Task brief:
Copy the whole listing below word for word, leaving out nothing and changing nothing.

=======

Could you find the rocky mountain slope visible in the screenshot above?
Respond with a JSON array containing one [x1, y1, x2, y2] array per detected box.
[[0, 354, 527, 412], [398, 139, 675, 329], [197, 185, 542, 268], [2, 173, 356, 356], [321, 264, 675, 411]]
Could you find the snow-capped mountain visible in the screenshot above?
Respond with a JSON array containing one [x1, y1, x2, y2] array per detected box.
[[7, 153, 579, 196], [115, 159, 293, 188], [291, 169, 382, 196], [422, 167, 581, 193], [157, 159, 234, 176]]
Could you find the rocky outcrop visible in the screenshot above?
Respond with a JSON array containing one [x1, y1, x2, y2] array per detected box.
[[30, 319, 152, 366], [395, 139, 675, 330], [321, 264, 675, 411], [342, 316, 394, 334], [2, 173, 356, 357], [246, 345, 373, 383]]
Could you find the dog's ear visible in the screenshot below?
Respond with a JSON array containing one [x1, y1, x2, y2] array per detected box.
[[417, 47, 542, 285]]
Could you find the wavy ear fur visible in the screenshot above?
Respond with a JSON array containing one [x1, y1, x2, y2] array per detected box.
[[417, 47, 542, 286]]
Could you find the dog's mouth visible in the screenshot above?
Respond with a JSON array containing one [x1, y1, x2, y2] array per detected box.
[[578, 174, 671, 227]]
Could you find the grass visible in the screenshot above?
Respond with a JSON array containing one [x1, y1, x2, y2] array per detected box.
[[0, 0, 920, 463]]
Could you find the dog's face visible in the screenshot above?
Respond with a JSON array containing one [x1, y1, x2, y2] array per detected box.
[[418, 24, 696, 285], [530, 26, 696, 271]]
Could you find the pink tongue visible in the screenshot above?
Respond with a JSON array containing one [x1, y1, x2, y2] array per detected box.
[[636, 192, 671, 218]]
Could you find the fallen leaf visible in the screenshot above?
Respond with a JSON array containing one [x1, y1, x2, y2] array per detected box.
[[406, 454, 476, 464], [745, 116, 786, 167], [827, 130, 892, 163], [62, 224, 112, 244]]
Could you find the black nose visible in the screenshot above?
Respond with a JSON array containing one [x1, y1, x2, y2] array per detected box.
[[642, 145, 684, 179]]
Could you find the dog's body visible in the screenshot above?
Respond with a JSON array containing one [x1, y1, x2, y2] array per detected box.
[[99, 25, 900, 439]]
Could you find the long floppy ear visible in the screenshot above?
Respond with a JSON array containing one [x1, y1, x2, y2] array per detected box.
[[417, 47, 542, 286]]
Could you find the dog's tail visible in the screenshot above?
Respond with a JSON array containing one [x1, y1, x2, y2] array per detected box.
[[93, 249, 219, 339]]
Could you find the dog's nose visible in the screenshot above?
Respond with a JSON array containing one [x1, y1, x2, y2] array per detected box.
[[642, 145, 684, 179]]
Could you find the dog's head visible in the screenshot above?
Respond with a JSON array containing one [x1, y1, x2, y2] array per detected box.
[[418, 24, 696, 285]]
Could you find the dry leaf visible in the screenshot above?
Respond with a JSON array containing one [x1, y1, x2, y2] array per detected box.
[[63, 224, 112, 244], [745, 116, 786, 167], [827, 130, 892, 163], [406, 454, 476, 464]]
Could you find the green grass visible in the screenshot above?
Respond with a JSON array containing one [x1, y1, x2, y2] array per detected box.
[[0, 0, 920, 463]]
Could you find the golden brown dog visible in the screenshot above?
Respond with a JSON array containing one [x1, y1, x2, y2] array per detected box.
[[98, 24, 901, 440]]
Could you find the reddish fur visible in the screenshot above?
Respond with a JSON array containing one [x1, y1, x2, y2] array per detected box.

=======

Answer to the exercise:
Could you find the rocky mountain slope visible in the screenshot above?
Respond with a JSON array containing one [x1, y1, x2, y2] array per detected box.
[[0, 354, 527, 412], [398, 139, 675, 329], [197, 185, 542, 268], [2, 173, 356, 356], [321, 264, 675, 411]]
Could you find the snow-capped mountain visible in the screenshot above?
Respond with a JSON array containing one [x1, y1, x2, y2] array per detected box.
[[7, 153, 579, 196], [115, 159, 293, 188], [291, 169, 382, 196], [422, 167, 581, 193], [157, 159, 234, 176]]
Could you find the rocky outcrop visible in the screenshot above?
Respond with a JSON array containing one [x1, y1, x2, y2] array per detected box.
[[30, 319, 152, 366], [395, 139, 675, 330], [321, 264, 675, 411], [342, 316, 394, 334], [2, 173, 356, 357], [246, 345, 373, 383]]
Could you find the dog's ear visible in the screenshot below?
Respond with a JSON array containing one [x1, y1, x2, y2] array per detected box.
[[417, 47, 542, 285]]
Could you find the wavy ear fur visible in the screenshot above?
Respond with a JSON array containing one [x1, y1, x2, y2] array per detected box.
[[417, 47, 542, 286]]
Could you find the dog's mouth visible in the screenshot above?
Respond with a JSON array containing one [x1, y1, x2, y2] array per detected box.
[[578, 174, 671, 227]]
Could you find the grass visible in the screenshot above?
Respond with a JSON array containing one [x1, y1, x2, y2] array per detected box.
[[0, 0, 920, 463]]
Could you find the dog's face visible in the screenshot above?
Respond with a JSON array containing one [x1, y1, x2, y2] array per detected box.
[[418, 24, 696, 285], [530, 26, 696, 271]]
Could you find the pink tongue visible in the screenshot above?
Respond with a JSON array containing one [x1, y1, x2, y2] array per detected box.
[[636, 192, 671, 218]]
Could you find the fallen leaf visible in the screenshot above?
Respond with a JSON array containing one [x1, y1, x2, y2] array per detected box.
[[406, 454, 476, 464], [745, 116, 786, 167], [827, 130, 892, 163], [62, 224, 112, 244]]
Could you find the black nose visible in the screenshot above?
Respond with a JSON array containing one [x1, y1, x2, y2] array per detected box.
[[642, 145, 684, 179]]
Could you find the dog's body visible in the screenshot above?
Respond with a JSON array containing one [x1, y1, x2, y2] array per detected box.
[[99, 25, 900, 439]]
Could you find the long floppy ear visible in the screenshot above?
Respond with a JSON array containing one [x1, y1, x2, y2] array per detected box.
[[417, 47, 542, 286]]
Could you find the dog's tail visible in the screenshot above?
Respond with a JSON array containing one [x1, y1, x2, y2] array per detected box.
[[93, 249, 219, 339]]
Could you find the dog's nose visible in the screenshot above?
Respond with a JSON array containing one [x1, y1, x2, y2] array per detected box.
[[642, 145, 684, 179]]
Could you find the dog's head visible in the screenshot above?
Respond with a JSON array containing one [x1, y1, x2, y2] array per detected box.
[[418, 24, 696, 285]]
Could you find the dry leaf visible in the screenshot above?
Respond with a JSON array containing one [x1, y1, x2, y2] array per detected box.
[[63, 224, 112, 244], [745, 116, 786, 167], [827, 130, 892, 163], [406, 454, 476, 464]]
Could you find the green grass visible in the screenshot above?
Respond with a JSON array containing one [x1, y1, x2, y2] array per detected box.
[[0, 0, 920, 463]]
Could you find the golden brown dog visible in the screenshot above?
Respond with a JSON array containing one [x1, y1, x2, y2] array per detected box.
[[98, 24, 901, 440]]
Could you find the reddish fur visible in the screenshot above?
Respond with a JSON array containing one [x1, y1, x2, y2] array per detected box.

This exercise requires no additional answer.